*Dokument*:
::::

Lichtstarkes High-End-Objektiv

Testbericht: Zeiss Otus 1.4/85

2014-09-11 Montag stellte Zeiss das neue Otus 1.4/85 vor, am selben Tag schon erreichte ein Testexemplar unsere Redaktion. Sogleich wurde es an der Nikon D800E im Testlabor vermessen und in der Praxis getestet. Der Preis von knapp 4.000 Euro ist eine echte Hausnummer, zumal es sich um ein rein mechanisch fokussiertes Objektiv handelt, auf einen Autofokus muss man verzichten. Immerhin bietet das Objektiv eine elektronische Schnittstelle zur Kamera, womit sich nicht nur die Blende von der Kamera aus steuern lässt, sondern auch die Einstellungen und Brennweite in die EXIF-Daten eingetragen werden.  (Benjamin Kirchheim)

::::

*Datensätze*:
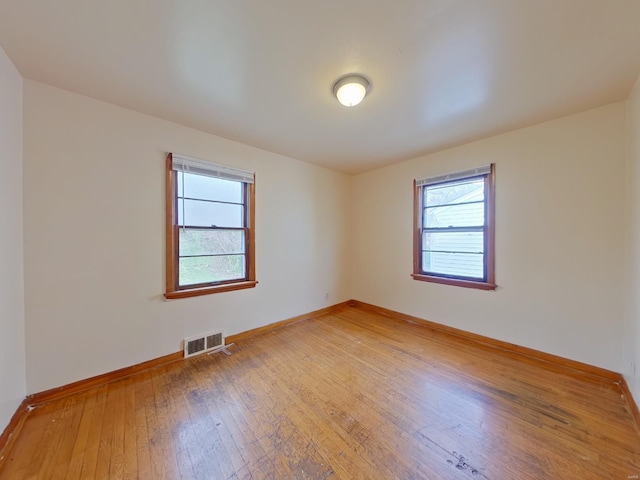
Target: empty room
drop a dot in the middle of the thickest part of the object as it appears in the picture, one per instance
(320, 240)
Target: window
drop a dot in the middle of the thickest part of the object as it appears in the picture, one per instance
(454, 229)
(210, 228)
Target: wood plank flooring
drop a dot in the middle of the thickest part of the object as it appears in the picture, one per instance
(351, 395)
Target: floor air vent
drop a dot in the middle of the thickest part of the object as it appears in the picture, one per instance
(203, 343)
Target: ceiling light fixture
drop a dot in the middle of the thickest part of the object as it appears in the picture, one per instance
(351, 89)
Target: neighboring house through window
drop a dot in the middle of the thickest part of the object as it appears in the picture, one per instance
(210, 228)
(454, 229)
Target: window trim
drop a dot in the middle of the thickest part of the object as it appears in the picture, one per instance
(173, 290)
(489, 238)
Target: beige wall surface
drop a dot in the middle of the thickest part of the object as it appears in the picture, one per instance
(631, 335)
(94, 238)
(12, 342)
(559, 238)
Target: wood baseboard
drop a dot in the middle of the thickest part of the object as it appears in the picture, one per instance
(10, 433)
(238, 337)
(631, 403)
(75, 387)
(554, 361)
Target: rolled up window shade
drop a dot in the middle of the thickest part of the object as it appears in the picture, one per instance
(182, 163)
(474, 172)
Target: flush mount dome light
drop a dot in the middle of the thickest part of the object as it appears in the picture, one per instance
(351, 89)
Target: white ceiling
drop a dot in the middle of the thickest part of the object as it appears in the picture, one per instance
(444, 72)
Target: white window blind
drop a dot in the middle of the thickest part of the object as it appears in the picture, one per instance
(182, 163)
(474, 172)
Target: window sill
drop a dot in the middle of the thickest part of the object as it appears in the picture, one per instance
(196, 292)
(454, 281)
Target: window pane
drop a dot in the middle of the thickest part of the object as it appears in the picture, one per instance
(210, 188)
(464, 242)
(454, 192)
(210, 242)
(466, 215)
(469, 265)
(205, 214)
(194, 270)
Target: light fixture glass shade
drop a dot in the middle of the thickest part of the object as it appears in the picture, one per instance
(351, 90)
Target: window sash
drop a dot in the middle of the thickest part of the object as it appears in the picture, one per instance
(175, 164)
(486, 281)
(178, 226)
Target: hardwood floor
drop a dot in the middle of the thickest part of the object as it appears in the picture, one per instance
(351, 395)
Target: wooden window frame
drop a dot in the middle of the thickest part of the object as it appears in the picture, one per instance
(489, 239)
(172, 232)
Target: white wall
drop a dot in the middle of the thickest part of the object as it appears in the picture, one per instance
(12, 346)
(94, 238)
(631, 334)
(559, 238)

::::

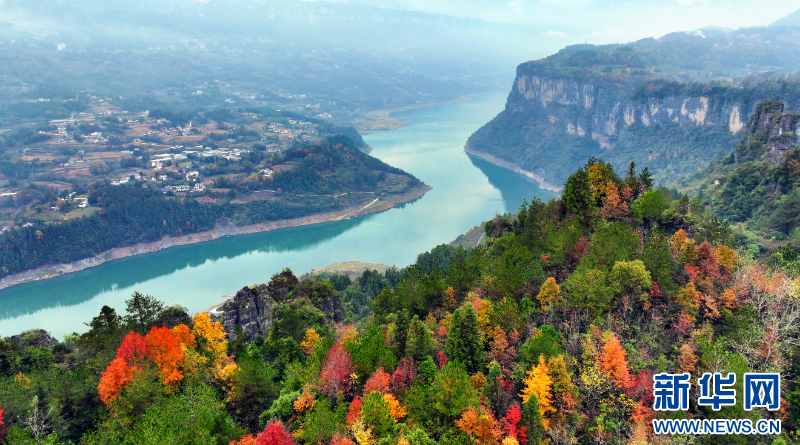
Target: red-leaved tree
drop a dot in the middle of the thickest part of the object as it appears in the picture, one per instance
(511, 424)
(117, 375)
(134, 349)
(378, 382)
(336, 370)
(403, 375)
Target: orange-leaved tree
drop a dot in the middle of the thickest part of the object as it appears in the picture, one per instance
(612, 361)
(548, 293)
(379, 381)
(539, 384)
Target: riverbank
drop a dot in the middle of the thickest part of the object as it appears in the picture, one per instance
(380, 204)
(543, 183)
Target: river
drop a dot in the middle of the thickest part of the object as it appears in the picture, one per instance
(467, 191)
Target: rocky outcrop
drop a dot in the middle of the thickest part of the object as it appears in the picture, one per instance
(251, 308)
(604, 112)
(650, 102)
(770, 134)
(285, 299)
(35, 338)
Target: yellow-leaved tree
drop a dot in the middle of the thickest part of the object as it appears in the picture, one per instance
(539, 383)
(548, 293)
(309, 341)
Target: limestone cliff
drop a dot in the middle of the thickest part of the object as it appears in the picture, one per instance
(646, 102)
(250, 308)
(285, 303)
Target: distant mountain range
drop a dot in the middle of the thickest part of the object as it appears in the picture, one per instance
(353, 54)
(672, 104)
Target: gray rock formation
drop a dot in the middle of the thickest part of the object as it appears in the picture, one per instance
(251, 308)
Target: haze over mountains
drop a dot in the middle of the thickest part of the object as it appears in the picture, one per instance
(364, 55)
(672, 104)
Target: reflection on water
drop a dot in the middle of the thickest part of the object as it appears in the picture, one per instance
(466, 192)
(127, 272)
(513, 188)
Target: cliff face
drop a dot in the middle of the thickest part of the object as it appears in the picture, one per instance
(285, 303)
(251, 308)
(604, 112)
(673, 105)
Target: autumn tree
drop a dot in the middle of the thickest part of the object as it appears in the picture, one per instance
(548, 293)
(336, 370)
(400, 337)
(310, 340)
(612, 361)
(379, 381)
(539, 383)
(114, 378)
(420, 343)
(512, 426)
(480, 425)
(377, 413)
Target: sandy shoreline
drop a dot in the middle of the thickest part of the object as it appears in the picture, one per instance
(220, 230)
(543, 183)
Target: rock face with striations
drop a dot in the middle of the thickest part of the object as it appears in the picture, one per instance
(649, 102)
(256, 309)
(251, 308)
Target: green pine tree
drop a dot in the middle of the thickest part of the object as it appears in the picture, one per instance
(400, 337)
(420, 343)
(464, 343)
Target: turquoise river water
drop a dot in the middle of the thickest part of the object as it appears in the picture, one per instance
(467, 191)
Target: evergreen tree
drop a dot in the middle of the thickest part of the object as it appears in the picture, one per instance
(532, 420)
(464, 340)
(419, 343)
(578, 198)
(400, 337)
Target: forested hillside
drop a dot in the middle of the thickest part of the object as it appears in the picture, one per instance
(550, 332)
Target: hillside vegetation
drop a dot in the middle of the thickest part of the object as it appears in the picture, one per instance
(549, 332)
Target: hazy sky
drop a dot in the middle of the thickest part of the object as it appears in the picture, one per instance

::::

*Deine Aufgabe*: Kannst du aus dem Dokument die Stelle von „Lichtstarkes High-End-Objektiv“ bis „eingetragen werden.  (Benjamin Kirchheim)“ wortgetreu übernehmen?

*Lösung*:
Lichtstarkes High-End-Objektiv

Testbericht: Zeiss Otus 1.4/85

2014-09-11 Montag stellte Zeiss das neue Otus 1.4/85 vor, am selben Tag schon erreichte ein Testexemplar unsere Redaktion. Sogleich wurde es an der Nikon D800E im Testlabor vermessen und in der Praxis getestet. Der Preis von knapp 4.000 Euro ist eine echte Hausnummer, zumal es sich um ein rein mechanisch fokussiertes Objektiv handelt, auf einen Autofokus muss man verzichten. Immerhin bietet das Objektiv eine elektronische Schnittstelle zur Kamera, womit sich nicht nur die Blende von der Kamera aus steuern lässt, sondern auch die Einstellungen und Brennweite in die EXIF-Daten eingetragen werden.  (Benjamin Kirchheim)